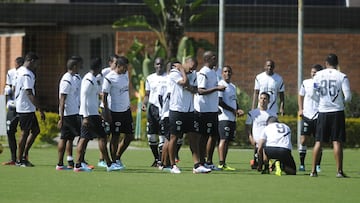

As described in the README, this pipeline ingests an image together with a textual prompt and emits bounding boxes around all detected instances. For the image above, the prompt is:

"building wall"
[0,30,360,111]
[0,34,23,94]
[115,32,360,95]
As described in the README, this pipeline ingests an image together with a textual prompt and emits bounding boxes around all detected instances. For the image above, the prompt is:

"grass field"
[0,143,360,203]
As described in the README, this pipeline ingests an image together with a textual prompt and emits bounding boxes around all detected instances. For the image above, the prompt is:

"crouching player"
[258,116,296,176]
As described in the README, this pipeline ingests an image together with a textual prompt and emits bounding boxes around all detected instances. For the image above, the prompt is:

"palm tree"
[113,0,205,59]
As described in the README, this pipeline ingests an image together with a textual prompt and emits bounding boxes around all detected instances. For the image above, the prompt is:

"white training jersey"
[15,66,36,113]
[218,80,237,121]
[194,66,219,112]
[79,72,100,117]
[59,72,81,116]
[314,68,351,112]
[168,69,194,112]
[299,78,319,119]
[159,75,171,120]
[4,68,16,108]
[102,71,130,112]
[145,73,166,108]
[254,72,285,114]
[245,108,271,143]
[260,123,292,150]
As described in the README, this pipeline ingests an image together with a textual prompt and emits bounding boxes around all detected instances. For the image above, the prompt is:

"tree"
[113,0,214,91]
[113,0,211,59]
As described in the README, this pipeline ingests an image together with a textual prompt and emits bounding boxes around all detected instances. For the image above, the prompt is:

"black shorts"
[315,111,346,142]
[300,116,317,136]
[18,112,40,134]
[146,104,160,135]
[169,111,199,138]
[80,115,106,140]
[60,115,81,140]
[218,121,236,141]
[6,108,19,135]
[264,147,296,171]
[160,117,170,140]
[110,109,134,136]
[195,112,219,136]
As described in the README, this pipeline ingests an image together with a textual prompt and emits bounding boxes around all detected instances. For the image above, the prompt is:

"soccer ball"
[0,143,4,154]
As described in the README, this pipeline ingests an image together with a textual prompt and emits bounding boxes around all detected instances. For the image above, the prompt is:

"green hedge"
[35,112,360,148]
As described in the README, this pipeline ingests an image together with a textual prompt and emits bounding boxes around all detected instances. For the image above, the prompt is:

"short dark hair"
[311,64,324,72]
[116,56,129,66]
[325,54,339,66]
[25,52,39,61]
[260,92,270,100]
[90,57,101,70]
[223,65,232,72]
[15,56,24,66]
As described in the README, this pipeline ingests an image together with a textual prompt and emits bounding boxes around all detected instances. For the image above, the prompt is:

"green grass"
[0,143,360,203]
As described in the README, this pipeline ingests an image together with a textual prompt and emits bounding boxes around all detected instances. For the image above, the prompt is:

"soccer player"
[310,54,351,178]
[74,58,120,172]
[252,59,285,115]
[102,56,134,169]
[96,54,119,168]
[245,92,272,169]
[218,66,244,171]
[167,58,211,173]
[2,57,24,165]
[298,64,322,172]
[15,52,45,167]
[142,57,166,167]
[194,51,225,170]
[258,116,296,176]
[55,56,82,170]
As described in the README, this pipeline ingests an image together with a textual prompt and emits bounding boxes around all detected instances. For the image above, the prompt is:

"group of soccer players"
[4,51,351,177]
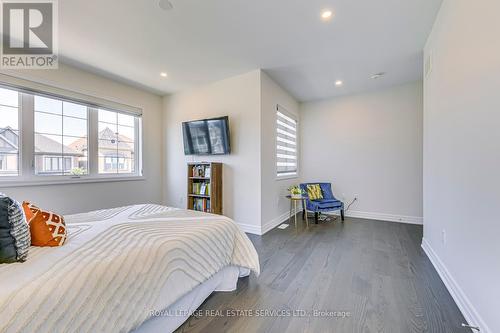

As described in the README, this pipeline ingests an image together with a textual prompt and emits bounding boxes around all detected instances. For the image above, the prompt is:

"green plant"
[288,185,304,195]
[71,168,85,176]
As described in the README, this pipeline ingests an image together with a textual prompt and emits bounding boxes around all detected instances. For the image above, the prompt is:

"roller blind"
[276,105,298,177]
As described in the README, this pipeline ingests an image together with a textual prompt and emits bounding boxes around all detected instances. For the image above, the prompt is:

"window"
[34,96,88,175]
[0,88,20,177]
[276,105,298,177]
[0,81,142,186]
[99,109,138,174]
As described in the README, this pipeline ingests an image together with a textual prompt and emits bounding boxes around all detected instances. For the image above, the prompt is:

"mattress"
[0,205,260,332]
[134,266,241,333]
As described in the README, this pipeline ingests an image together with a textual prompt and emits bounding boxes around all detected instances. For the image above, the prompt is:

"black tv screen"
[182,116,231,155]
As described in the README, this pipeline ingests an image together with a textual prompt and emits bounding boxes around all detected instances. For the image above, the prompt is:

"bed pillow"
[307,184,323,200]
[0,197,17,264]
[0,194,31,263]
[25,202,67,247]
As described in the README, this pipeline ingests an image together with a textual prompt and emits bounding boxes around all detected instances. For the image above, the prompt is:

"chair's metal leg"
[302,200,309,228]
[293,200,297,228]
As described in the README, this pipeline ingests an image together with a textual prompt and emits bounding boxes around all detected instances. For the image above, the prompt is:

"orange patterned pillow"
[23,202,67,246]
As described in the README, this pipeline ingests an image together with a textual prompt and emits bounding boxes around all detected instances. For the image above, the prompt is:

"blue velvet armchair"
[300,183,344,224]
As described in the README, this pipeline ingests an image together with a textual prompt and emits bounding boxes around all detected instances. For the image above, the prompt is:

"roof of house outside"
[69,127,134,152]
[0,127,82,156]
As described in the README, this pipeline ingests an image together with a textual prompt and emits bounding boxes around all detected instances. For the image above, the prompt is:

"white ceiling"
[59,0,442,101]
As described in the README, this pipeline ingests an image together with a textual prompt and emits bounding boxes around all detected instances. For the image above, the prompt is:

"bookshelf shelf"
[187,162,222,215]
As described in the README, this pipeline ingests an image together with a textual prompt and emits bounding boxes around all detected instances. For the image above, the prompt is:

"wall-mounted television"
[182,116,231,155]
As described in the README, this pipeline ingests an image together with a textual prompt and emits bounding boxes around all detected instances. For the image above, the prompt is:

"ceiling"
[59,0,442,101]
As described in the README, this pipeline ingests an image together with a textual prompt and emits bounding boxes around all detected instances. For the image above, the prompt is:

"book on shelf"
[192,182,210,196]
[193,199,210,213]
[192,165,210,178]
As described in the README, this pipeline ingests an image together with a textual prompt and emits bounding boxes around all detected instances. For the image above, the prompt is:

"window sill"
[0,176,146,189]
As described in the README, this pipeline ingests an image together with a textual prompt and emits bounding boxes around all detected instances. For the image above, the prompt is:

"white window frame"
[0,79,145,188]
[274,104,300,181]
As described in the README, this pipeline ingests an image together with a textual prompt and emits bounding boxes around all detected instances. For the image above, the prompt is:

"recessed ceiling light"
[370,72,385,80]
[321,9,333,21]
[158,0,174,10]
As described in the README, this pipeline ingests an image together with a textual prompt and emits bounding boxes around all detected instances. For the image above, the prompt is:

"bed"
[0,204,260,333]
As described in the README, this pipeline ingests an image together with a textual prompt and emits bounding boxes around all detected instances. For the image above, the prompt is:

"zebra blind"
[276,105,297,177]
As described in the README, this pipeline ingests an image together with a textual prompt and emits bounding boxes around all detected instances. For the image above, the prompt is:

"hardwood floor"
[178,215,470,333]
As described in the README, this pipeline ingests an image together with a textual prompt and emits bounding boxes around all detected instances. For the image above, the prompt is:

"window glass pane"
[0,105,19,130]
[118,126,135,142]
[35,95,62,115]
[35,94,88,175]
[35,112,62,135]
[118,158,135,173]
[63,102,87,119]
[118,113,134,127]
[63,136,88,176]
[98,110,136,174]
[35,133,63,155]
[63,117,87,137]
[99,109,118,124]
[0,88,20,177]
[0,88,19,108]
[98,122,118,140]
[0,153,19,177]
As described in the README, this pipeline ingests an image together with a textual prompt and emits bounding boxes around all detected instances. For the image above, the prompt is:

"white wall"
[423,0,500,332]
[260,72,300,233]
[300,82,422,223]
[163,70,261,233]
[0,65,162,214]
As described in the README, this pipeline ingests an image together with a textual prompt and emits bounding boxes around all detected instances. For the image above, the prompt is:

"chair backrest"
[300,183,337,200]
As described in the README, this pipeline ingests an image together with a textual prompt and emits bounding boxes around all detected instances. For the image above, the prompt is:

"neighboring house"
[69,127,135,173]
[0,127,86,175]
[0,127,19,176]
[35,133,83,174]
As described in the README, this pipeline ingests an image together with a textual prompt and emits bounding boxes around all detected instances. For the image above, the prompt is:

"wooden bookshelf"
[187,162,222,215]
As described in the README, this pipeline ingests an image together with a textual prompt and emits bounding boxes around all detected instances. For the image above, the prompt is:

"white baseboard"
[244,208,423,235]
[422,238,492,333]
[335,210,424,225]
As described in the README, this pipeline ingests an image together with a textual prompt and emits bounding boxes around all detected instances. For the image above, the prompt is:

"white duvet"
[0,205,259,332]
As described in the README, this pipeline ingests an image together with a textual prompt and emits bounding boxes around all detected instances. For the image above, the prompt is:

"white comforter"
[0,205,259,332]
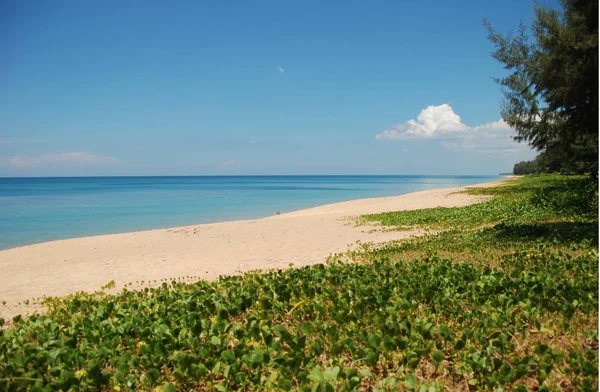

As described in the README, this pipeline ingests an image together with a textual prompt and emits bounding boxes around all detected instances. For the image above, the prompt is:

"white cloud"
[375,104,529,154]
[8,151,120,169]
[219,159,235,169]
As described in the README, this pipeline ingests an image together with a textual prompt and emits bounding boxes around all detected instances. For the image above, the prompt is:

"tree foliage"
[485,0,598,177]
[513,159,541,175]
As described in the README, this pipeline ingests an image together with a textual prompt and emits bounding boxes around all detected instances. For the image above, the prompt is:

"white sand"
[0,184,506,318]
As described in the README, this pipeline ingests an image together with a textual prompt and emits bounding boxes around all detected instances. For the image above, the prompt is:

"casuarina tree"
[485,0,598,179]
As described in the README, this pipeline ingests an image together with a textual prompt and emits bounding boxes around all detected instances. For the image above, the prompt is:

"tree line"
[485,0,598,181]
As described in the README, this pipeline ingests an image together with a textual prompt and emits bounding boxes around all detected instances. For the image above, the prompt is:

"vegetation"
[486,0,598,178]
[0,176,598,391]
[513,160,542,175]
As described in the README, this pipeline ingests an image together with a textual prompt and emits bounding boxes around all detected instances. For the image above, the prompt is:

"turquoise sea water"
[0,176,500,249]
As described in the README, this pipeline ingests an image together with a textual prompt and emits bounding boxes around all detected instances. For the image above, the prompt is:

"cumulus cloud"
[375,104,528,154]
[219,159,235,169]
[8,151,120,169]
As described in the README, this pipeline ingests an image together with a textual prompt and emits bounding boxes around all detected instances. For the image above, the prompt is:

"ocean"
[0,176,501,250]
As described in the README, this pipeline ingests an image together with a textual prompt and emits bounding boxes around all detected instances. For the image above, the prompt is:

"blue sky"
[0,0,556,176]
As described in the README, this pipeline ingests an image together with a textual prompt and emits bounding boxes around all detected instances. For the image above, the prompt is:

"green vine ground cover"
[0,176,598,391]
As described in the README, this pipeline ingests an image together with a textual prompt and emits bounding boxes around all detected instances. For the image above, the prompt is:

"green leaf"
[404,373,417,389]
[433,350,444,362]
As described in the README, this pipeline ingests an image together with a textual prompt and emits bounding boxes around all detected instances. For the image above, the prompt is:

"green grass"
[0,176,598,391]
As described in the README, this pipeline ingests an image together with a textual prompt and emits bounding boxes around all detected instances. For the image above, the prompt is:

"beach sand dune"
[0,184,496,318]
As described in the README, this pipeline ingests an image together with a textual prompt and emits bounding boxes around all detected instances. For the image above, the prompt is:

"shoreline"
[0,178,510,318]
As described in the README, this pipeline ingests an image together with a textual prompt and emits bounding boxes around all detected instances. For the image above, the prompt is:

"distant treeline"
[513,151,597,178]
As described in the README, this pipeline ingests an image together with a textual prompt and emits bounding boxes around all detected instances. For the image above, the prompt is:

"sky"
[0,0,557,177]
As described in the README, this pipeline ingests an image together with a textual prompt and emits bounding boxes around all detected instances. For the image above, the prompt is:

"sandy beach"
[0,183,504,318]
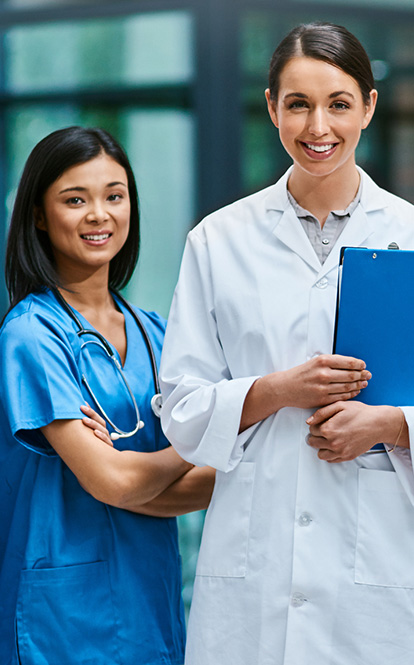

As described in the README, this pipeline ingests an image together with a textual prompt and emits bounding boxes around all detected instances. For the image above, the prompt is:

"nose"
[308,108,329,137]
[86,201,109,224]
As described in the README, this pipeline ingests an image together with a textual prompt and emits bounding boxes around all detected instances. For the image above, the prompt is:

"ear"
[362,89,378,129]
[33,206,47,231]
[265,88,279,128]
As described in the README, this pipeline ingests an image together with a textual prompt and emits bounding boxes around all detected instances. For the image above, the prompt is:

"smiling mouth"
[303,141,338,153]
[81,233,112,241]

________________

Rewrite the items above, from the first one up to and including the line with "[113,0,211,59]", with "pipeline" changed to "tool" and everything else left the same. Give only those lines, without the pictures.

As described in the README, this tool ingests an image together with a textual prompt and emits bounding boxes around all detected instances. For the image above, the prompt is:

"building wall"
[0,30,360,111]
[0,34,23,94]
[115,32,360,95]
As described in the README, this tool ingests an image together with a textual prompt and emits bounding boxes around all detected instances. For the image above, the prompt is:

"grass field"
[0,143,360,203]
As described in the README, this tool ingests an image together with a textual prompt and emits bounding boxes around all detected instances. For the image above, the prompt is:

"crouching player"
[258,116,296,176]
As described in the README, this tool ingests an image together with a textual prompt and emits bounding boxes around all detected instances. For the image above, the prompt is:

"palm tree"
[113,0,205,59]
As described in the README, this tool ingests an image together with a textual prompt and emits bounding boxes around all detected instances. For the image above, the prompt is:

"white training jersey"
[15,66,36,113]
[218,80,237,121]
[194,66,219,112]
[79,72,100,117]
[59,72,81,116]
[314,68,351,112]
[168,69,194,112]
[299,78,319,119]
[159,75,171,120]
[4,68,16,108]
[102,71,130,112]
[145,73,166,108]
[254,72,285,114]
[245,108,271,143]
[260,123,292,150]
As described in the README, this tool ingests an image together with a textual prompt and emits bounding boxes around all detected instances. For the image above, the prompt is:

"tree"
[113,0,214,91]
[113,0,211,59]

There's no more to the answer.